◆ Work required ◆
Repeat exactly, and only, the lines from the one holding "the light bulb" through the last line of the records below.

◆ Rows ◆

╭──

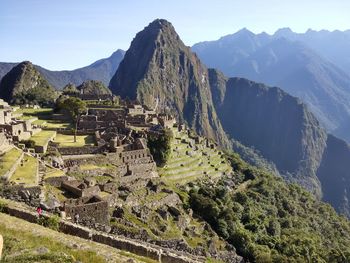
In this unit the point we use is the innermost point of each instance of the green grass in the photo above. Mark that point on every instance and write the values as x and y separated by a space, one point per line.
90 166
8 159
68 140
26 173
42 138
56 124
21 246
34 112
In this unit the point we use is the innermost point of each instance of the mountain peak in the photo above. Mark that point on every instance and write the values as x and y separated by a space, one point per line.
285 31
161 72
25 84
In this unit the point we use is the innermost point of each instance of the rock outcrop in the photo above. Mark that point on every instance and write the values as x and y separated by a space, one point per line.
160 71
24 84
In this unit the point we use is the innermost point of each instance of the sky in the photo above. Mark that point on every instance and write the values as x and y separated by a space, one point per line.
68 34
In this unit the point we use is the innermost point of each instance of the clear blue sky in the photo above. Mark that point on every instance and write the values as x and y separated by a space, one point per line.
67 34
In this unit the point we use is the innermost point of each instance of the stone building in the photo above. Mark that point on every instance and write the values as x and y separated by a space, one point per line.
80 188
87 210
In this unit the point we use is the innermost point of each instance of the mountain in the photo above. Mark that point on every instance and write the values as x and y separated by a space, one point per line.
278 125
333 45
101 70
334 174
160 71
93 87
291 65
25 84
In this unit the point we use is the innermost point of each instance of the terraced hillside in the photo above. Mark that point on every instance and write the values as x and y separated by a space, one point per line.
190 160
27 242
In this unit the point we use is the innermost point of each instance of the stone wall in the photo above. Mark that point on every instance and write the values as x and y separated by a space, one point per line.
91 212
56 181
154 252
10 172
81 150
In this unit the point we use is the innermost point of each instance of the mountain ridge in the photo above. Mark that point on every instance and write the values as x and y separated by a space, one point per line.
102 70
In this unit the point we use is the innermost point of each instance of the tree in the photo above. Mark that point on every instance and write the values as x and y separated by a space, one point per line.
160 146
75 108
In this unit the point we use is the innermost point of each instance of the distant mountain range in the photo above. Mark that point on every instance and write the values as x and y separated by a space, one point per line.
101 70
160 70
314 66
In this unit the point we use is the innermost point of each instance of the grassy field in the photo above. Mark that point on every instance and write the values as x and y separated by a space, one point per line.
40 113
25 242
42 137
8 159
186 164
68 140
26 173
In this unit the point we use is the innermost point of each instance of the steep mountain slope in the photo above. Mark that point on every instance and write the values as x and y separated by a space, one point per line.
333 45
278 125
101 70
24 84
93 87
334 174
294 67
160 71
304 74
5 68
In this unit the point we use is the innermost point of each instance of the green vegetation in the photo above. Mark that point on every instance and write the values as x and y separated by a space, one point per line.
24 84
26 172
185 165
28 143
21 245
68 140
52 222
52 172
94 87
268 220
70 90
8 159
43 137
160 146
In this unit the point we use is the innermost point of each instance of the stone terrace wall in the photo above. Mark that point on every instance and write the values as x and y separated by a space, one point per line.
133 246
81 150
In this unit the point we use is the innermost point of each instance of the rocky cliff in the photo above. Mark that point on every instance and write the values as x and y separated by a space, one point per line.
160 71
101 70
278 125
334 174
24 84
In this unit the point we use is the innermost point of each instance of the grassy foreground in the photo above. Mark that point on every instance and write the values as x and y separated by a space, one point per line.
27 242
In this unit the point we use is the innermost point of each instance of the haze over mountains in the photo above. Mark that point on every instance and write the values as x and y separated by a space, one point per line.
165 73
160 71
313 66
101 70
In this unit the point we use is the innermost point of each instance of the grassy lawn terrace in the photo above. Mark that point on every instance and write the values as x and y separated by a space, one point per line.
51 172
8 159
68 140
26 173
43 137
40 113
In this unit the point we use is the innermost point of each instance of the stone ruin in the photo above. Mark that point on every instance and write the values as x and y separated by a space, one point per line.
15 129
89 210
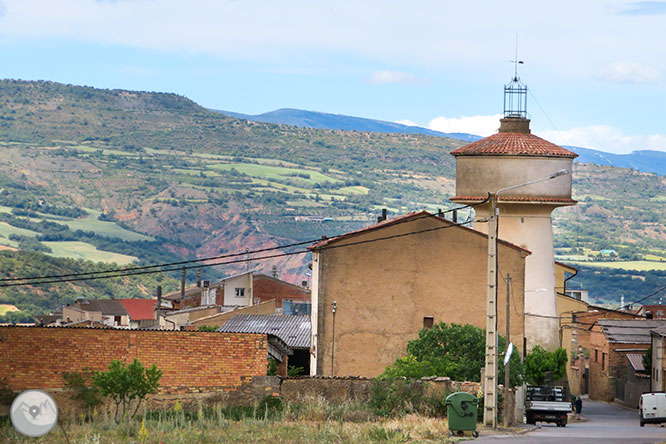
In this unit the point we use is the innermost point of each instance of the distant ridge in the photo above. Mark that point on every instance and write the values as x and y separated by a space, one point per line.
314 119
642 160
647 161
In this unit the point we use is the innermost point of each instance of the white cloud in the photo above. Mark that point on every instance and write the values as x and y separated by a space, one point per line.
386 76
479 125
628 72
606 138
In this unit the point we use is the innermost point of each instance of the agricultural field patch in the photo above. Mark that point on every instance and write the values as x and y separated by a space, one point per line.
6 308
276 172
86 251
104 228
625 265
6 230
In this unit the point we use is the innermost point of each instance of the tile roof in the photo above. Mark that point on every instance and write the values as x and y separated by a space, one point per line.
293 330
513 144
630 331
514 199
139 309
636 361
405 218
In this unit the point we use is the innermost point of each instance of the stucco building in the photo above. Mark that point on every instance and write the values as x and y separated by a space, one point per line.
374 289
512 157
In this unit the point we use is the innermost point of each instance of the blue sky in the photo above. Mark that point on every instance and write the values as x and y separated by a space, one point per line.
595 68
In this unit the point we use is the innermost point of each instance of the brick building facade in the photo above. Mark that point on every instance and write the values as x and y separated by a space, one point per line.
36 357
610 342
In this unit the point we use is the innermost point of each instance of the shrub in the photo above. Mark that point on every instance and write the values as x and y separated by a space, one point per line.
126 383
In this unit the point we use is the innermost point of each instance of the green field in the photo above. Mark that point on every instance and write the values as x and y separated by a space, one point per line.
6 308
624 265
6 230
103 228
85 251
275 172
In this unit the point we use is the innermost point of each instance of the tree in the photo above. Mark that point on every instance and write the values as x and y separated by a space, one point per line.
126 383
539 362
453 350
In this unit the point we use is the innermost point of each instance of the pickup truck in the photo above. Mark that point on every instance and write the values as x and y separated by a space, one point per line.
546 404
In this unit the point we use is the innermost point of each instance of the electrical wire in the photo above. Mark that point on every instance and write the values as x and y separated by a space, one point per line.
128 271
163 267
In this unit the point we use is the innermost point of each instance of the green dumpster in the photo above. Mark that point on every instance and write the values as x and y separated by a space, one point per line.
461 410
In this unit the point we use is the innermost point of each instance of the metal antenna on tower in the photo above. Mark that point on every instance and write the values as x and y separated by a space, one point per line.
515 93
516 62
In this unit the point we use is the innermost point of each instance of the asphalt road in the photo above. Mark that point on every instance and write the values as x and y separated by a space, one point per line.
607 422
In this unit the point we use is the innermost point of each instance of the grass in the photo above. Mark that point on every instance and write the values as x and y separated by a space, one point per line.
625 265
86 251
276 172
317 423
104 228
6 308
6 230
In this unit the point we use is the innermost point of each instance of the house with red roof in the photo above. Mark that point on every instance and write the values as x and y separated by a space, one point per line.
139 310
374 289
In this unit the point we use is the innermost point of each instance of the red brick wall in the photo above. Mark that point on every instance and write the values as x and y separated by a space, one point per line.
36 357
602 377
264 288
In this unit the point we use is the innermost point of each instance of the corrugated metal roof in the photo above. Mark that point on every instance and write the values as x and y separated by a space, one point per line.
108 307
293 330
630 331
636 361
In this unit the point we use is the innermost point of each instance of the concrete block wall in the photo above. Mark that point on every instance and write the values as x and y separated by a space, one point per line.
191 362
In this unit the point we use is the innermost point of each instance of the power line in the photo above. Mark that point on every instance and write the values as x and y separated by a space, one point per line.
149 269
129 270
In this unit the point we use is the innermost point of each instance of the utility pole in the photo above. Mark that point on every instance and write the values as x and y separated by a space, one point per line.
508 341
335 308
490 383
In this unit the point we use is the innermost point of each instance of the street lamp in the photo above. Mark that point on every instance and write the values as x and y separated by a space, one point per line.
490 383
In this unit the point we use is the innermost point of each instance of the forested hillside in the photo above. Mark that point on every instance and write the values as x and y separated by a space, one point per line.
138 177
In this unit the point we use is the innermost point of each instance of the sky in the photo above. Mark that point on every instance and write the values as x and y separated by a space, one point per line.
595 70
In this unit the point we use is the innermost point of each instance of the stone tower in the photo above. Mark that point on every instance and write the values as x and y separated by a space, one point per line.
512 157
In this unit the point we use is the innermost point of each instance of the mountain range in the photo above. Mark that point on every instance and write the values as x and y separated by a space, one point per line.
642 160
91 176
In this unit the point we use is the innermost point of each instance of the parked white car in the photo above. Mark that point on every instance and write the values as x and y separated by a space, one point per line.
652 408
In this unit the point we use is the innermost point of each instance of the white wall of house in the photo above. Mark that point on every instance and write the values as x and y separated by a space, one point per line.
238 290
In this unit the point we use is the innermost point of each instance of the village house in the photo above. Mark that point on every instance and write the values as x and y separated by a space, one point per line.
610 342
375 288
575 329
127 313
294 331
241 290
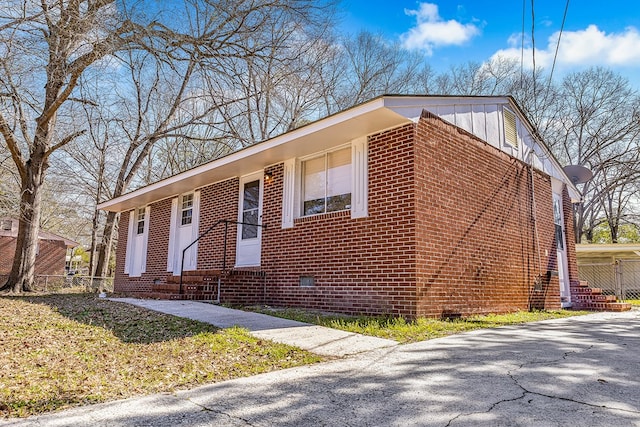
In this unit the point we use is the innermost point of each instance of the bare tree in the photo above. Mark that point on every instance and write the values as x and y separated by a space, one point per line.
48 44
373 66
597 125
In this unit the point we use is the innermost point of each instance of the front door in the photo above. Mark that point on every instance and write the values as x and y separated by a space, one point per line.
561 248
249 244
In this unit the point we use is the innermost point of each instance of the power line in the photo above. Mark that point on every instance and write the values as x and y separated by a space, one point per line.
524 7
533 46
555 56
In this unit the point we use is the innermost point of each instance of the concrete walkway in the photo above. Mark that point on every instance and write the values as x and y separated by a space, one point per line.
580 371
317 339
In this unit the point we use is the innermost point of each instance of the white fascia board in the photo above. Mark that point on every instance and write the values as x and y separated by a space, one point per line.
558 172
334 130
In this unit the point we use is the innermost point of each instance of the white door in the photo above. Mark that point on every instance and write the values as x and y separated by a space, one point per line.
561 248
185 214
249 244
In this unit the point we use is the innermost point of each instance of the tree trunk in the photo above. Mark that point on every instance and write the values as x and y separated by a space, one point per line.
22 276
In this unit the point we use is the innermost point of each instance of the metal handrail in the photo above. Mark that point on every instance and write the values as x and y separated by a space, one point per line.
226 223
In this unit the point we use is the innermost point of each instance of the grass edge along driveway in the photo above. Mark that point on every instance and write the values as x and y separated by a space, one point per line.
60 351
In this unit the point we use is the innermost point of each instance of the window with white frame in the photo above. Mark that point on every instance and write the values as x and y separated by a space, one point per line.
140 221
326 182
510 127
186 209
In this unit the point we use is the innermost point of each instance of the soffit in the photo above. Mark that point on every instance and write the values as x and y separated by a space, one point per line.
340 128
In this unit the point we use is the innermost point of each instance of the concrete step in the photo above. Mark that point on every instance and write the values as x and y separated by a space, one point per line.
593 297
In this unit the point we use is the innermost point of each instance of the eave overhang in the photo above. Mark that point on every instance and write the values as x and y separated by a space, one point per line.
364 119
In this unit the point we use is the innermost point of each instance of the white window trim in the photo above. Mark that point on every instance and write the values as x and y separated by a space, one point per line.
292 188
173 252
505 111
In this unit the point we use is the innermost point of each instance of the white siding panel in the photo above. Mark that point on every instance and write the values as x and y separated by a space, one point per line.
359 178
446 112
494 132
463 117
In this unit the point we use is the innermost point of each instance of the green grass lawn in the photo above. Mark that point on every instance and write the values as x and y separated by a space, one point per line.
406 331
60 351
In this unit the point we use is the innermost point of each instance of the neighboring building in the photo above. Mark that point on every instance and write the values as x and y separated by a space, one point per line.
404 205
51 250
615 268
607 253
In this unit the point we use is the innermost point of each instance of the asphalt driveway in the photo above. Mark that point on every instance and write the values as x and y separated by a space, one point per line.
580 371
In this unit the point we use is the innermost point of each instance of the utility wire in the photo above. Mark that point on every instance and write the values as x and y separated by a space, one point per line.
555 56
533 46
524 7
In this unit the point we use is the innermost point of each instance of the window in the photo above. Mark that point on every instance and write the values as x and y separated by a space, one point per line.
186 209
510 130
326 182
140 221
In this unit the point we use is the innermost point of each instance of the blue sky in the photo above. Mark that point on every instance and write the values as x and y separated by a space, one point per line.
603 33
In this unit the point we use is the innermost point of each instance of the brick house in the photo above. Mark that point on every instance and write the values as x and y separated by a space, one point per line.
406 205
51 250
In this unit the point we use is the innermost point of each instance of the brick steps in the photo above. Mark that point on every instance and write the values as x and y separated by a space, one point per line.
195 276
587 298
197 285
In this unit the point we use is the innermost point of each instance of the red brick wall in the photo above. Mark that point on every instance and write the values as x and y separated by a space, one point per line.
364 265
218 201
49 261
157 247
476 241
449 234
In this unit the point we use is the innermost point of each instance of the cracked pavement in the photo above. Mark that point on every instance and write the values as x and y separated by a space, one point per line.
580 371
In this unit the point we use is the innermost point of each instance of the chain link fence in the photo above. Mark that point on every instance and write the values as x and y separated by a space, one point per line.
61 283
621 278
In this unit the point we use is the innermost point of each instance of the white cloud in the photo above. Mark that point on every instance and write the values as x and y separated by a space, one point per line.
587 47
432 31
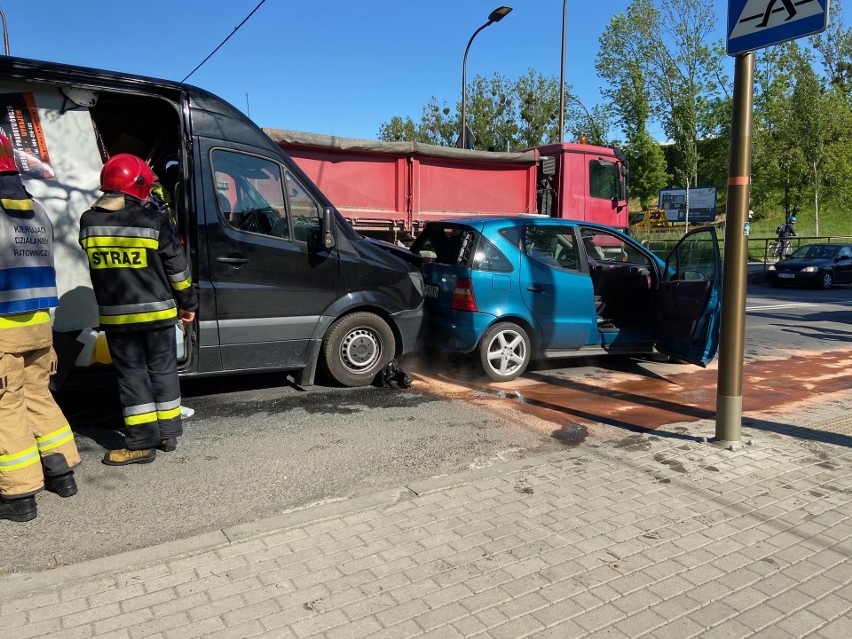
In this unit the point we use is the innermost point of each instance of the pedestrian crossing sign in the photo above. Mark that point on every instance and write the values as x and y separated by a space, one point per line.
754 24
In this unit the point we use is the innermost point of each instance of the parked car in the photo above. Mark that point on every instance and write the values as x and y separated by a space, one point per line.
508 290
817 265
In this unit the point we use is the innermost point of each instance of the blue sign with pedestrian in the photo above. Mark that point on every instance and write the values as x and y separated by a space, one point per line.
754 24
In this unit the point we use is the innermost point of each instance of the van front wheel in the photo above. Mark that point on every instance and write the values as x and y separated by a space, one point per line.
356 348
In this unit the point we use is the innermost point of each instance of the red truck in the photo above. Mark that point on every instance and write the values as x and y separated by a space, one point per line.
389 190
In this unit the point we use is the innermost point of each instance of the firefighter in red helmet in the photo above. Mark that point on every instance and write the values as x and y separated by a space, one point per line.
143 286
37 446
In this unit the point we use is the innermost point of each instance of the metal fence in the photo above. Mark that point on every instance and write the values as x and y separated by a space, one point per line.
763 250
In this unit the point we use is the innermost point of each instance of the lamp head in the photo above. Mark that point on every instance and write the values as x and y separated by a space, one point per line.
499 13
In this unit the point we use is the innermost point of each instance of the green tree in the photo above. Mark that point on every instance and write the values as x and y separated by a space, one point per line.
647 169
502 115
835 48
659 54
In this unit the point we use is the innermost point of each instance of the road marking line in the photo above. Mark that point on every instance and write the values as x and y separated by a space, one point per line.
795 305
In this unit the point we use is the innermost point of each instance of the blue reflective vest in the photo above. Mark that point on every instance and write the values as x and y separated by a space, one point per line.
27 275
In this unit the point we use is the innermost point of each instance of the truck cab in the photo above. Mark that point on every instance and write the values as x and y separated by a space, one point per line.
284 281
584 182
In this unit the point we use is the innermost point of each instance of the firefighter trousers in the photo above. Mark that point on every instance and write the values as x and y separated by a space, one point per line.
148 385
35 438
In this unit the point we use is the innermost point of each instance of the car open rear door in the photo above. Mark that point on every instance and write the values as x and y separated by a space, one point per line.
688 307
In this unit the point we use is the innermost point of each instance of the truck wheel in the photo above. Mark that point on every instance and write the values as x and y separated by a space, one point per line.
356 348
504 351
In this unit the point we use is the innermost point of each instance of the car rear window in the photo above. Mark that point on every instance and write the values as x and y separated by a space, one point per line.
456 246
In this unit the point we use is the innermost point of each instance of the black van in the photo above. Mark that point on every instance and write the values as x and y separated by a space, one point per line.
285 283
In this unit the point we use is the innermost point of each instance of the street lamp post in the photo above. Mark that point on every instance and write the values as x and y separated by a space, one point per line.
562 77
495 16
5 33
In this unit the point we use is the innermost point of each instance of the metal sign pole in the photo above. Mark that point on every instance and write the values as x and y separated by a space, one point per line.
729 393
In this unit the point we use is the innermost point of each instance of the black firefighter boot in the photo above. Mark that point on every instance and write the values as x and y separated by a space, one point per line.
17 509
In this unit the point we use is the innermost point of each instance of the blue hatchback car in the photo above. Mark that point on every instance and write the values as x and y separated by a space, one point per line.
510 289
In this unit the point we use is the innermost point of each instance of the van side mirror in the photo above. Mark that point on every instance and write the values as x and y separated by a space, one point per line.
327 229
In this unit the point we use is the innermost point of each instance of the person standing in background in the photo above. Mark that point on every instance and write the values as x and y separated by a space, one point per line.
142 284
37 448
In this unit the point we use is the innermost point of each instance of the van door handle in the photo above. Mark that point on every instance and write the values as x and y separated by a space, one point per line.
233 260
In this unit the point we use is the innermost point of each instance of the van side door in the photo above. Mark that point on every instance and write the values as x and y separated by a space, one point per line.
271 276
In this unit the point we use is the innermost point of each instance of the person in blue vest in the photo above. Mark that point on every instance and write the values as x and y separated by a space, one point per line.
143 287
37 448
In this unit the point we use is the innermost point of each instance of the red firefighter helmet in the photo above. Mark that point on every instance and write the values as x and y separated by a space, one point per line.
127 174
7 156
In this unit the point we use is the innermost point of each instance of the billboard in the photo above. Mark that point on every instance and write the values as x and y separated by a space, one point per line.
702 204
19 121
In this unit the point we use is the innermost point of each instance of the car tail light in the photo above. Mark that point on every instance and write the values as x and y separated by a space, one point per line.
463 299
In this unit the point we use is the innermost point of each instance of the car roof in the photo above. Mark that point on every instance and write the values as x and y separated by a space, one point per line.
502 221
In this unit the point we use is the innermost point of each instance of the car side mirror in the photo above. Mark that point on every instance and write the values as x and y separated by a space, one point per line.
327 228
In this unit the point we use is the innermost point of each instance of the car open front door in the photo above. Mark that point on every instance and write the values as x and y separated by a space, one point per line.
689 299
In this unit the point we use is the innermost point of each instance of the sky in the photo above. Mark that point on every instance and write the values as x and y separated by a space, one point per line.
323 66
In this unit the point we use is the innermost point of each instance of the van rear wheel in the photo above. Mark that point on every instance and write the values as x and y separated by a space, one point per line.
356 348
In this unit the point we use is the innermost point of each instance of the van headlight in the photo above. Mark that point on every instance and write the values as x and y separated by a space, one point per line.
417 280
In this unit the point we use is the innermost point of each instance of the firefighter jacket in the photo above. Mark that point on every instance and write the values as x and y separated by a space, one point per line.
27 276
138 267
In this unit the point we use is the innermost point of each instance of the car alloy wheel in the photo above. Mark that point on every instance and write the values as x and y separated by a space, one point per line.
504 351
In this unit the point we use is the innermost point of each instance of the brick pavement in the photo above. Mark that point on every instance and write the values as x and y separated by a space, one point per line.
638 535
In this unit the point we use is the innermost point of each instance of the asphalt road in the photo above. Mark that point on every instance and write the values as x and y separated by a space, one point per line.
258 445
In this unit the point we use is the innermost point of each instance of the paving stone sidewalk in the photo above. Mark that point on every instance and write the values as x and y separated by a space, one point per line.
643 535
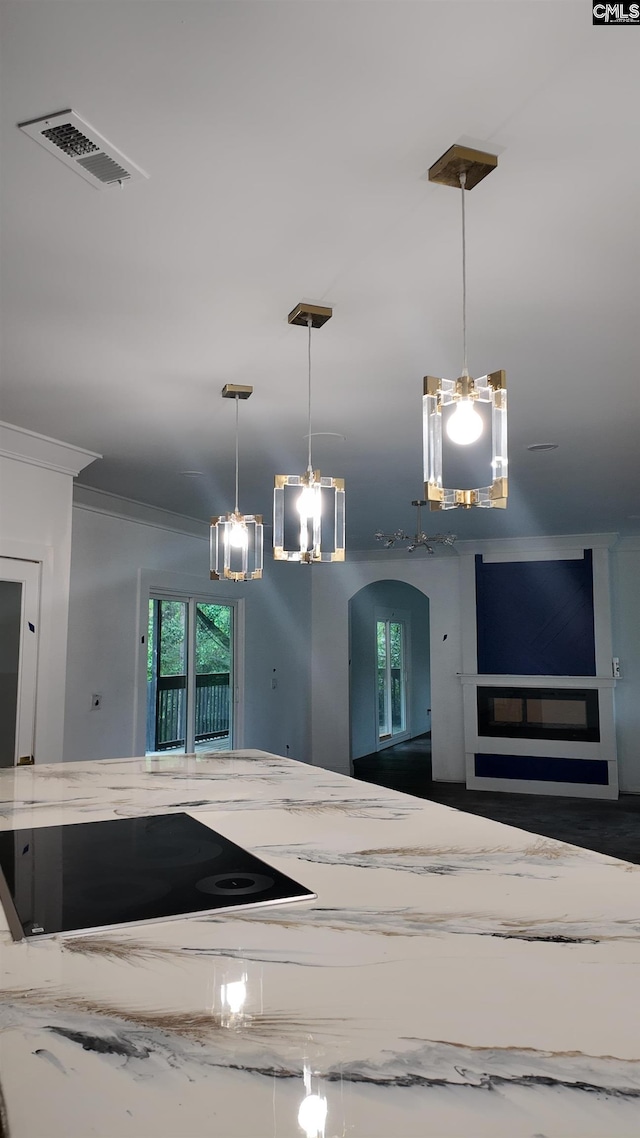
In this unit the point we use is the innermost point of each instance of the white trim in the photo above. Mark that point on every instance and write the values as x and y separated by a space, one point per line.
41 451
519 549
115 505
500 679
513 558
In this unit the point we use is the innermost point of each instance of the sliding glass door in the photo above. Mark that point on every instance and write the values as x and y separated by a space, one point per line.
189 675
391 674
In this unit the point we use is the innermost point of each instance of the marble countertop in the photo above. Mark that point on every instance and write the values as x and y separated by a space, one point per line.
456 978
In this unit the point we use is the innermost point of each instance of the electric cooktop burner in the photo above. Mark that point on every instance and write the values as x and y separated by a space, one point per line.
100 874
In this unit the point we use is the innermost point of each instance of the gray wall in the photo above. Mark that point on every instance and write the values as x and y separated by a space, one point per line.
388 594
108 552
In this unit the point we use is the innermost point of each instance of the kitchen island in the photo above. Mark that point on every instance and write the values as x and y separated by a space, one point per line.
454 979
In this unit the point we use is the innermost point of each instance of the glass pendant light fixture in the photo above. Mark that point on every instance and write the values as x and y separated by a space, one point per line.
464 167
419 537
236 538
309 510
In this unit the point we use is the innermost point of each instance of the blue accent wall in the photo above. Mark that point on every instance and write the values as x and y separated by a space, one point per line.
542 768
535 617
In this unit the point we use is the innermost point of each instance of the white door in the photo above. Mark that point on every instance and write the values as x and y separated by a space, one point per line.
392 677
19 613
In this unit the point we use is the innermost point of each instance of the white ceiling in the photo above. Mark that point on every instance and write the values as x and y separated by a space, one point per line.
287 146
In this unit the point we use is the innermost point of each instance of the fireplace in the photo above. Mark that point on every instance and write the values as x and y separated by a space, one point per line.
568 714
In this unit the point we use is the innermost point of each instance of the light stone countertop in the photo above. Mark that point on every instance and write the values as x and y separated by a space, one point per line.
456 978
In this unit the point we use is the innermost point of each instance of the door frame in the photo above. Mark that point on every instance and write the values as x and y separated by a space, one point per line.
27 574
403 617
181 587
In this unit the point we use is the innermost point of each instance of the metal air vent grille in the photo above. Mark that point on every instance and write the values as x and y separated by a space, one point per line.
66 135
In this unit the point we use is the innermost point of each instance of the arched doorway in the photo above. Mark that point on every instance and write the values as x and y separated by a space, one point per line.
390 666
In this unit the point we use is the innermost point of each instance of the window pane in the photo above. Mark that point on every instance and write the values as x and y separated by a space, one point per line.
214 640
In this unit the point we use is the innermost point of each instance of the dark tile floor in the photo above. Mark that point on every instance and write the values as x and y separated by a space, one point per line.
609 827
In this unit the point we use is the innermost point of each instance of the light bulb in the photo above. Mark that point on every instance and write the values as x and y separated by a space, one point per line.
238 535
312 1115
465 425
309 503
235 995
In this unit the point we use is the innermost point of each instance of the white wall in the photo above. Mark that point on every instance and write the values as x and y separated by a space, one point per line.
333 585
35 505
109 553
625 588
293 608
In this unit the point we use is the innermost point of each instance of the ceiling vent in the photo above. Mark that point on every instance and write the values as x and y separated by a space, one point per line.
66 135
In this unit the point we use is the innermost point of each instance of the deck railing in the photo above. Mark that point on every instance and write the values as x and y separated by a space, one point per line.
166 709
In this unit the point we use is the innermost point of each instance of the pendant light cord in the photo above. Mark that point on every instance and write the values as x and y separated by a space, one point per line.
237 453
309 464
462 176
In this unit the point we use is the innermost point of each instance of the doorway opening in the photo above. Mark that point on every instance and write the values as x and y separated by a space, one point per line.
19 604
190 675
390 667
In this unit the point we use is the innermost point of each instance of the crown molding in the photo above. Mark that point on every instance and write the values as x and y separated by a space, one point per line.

╰──

◆ Answer to the problem ◆
In this unit the point we use is the innermost point of each instance of the light bulb in the photo above. Mark that point on every instance and write the values as x and y separated by a space, one point per line.
238 535
312 1115
465 425
309 503
235 995
In this unit the point we use is the innermost point of each instance of the white wall in the photo above. Mark that point on every instance and write the values as x and y separated by a space, one point per line.
333 585
35 505
109 553
625 588
293 608
In this unit the point we use is the innermost point of each instance of the ceiling vent in the photo above. Mark that point on every instance and write the values as x and y separated by a space, one point per line.
66 135
In this unit the point we use is the innermost point of each instance of the deck railing in the photo above. Mark that point on every instance and write the values as x and y separated by a space, one point per line.
166 709
In this unit the point we use is the innermost point of each instance of the pendant light cord in the photo above. Mark that point on every instance and write the values as x and y separated by a space, one point per line.
237 453
309 464
462 176
In this unit the point we use is the innermost point of each instance of the doorway opening in the photo above. Mark that point on every instance and write the values as x and y separated by a space, one point per line.
19 604
190 675
390 667
In this unit the point we use is the innermost point of each instance of the crown molding in the photo above. Mark that point on every instance and write the values as x and y separated by a space, one point per line.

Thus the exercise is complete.